§ What is expected: Exactly as written, retype all of the records that come next.

§ Source data:
+ + + +

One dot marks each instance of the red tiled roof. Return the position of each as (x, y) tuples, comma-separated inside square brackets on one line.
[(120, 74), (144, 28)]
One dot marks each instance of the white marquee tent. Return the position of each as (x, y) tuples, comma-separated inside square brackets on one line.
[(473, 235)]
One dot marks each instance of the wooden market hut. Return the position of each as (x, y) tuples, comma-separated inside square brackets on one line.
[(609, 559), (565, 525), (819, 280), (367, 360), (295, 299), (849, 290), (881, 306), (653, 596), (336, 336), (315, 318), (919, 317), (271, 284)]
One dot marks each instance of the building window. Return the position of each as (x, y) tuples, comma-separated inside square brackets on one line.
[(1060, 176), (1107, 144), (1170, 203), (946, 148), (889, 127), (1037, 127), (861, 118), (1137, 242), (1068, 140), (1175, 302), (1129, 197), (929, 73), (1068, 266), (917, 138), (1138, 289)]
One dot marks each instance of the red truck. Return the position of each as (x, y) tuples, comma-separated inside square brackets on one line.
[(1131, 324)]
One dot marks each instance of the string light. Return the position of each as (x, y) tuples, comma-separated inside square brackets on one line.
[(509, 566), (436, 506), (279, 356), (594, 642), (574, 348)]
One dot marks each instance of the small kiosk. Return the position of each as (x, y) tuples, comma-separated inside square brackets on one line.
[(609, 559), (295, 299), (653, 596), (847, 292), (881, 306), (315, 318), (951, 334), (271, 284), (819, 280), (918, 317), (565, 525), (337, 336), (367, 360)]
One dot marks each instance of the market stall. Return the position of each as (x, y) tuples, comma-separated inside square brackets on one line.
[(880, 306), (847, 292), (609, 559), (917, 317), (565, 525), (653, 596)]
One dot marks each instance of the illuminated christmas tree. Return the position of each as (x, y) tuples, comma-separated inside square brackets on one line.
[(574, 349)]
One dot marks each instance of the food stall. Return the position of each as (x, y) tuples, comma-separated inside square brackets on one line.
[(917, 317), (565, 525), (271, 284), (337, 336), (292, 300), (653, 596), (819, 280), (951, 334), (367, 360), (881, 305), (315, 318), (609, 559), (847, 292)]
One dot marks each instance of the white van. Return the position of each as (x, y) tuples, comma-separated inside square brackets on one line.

+ + + +

§ Expected answer:
One dot marks each instance of the red tiled roof. Return the position of each as (x, y) tuples, comma-separated inside square brackets on one line.
[(120, 74), (144, 28)]
One dot marks each instance of the white marquee tent. Return the position of each as (x, y) tuples, comma-separated inside square brackets on one line.
[(473, 235)]
One dot marks each instance of the wooden market hut. Return the position of each as (x, y) tuples, comma-separated inside square brackets on one line.
[(609, 559), (565, 525), (819, 280), (367, 360), (295, 299), (849, 290), (881, 306), (653, 596), (336, 336), (315, 318), (919, 317), (271, 284)]
One dot marks each instance of the building window. Return the position of each as (x, y) tuples, comma-separated inside square brackets on one line.
[(1060, 176), (1107, 144), (1170, 203), (946, 148), (889, 127), (1037, 127), (861, 118), (1137, 242), (1068, 140), (1175, 302), (1129, 197), (929, 73), (1068, 266), (917, 138), (1138, 289)]
One dot marks each instance of the red truck. Return the position of each as (x, y) tuples, comma-separated inside square brackets on one line.
[(1131, 324)]
One dot marks each instance of the string light. Return the position of each as (x, y) tuples, comma-separated inside square brackets on one line.
[(509, 566), (436, 506), (279, 356), (594, 642), (574, 348)]
One dot marks each instance of the small kiosk. Return the position of each as (x, y) tuples, comma-separated inside square brackets on one line.
[(609, 559), (295, 299), (653, 596), (847, 292), (881, 306), (315, 318), (951, 334), (271, 284), (819, 280), (918, 317), (565, 525), (337, 336), (367, 360)]
One dot marks each instance of the market stall. Return the position of each as (x, y) tuples, comma-separated inside square brackets on one line.
[(880, 306), (847, 292), (609, 559), (917, 317), (565, 525), (653, 596)]
One dot marks each instance of the illuminated christmas tree. Return the position of each as (x, y) tuples, comma-separated inside square brackets on one line.
[(574, 349)]
One dot marks each instance of the food stall. Return the position of each as (x, y) tuples, comma-separated inside square brackets on one line.
[(917, 317), (565, 525), (271, 284), (337, 336), (292, 300), (653, 596), (819, 280), (951, 334), (367, 360), (881, 305), (315, 318), (609, 559), (847, 292)]
One dot marks each instance of the white van. Return the position of each as (x, y) tuples, comma-separated inside square brackets on one line.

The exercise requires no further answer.